You'll get better health care when you foot your own bill

Andrew Carroll
The Arizona Republic
Family Medicine Specialist
Jan. 22, 2006 12:00 AM

Health insurance was invented as a health benefit that employers could offer employees as an incentive to hire on. The theory was that healthy employees would be consistent employees, and the health of their families would be ensured.

Much more today, we see health insurance as a burden, not only to employers but to employees, families, doctors and society.

The rise in health insurance premiums has far outpaced inflation, and yet the health care delivered is no more comprehensive, and likely less so, than even just a few years back.
 
General Motors used health insurance as a major bargaining chip with the United Auto Workers group recently in its contract negotiations. The union relented and allowed the sweeping changes. However, GM still will pink-slip 30,000 employees.

From a doctor's point of view, we could see it coming. The drive toward technological health care delivery and increased active longevity comes at a high price: research dollars for new scanners, new medications, new chemotherapy agents, and availability of highly subspecialized physicians.

And yet the obesity rate continues to rise and, subsequently, the rate of diabetes, hypertension and heart disease. Cigarette smoking is still at a 20 percent rate in the United States. As we move to being less of a manufacturing society and more of an information-based technological society, our sedentary lifestyles are becoming a huge burden on the system.

Insurance is the great equalizer for patients. For one co-payment, you can see a physician straight out of medical school or a university professor in practice 25 years with a stellar bedside manner. A physician who has been sued 20 times (though less likely to be credentialed with an insurer) with an awful bedside manner will make the same amount of money as a respected pediatric neurosurgeon for an evaluation and management visit. The insurance companies pay them both the same. A standard visit with those doctors will pay about $50 on average. How fair is that?

Patients will continue to see benefits decline for the benefit of insurance company shareholders. They profit at your loss. In my opinion, shareholder-owned for-profit health insurance runs counter to any notion that health care is a public good.

There's only one solution for the system, and that is coming slowly but surely. You will begin to spend your own money for health care.

• [Data extract]:
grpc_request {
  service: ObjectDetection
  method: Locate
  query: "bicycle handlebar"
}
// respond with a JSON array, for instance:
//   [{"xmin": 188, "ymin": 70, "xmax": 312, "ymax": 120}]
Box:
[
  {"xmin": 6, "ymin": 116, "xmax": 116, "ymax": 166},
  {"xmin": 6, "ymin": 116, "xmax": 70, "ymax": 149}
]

• [Exercise prompt]:
Copy everything from "General Motors used" down to "pink-slip 30,000 employees." in the health insurance column, renaming "United Auto Workers" as "UAW".

• [Answer section]:
General Motors used health insurance as a major bargaining chip with the UAW group recently in its contract negotiations. The union relented and allowed the sweeping changes. However, GM still will pink-slip 30,000 employees.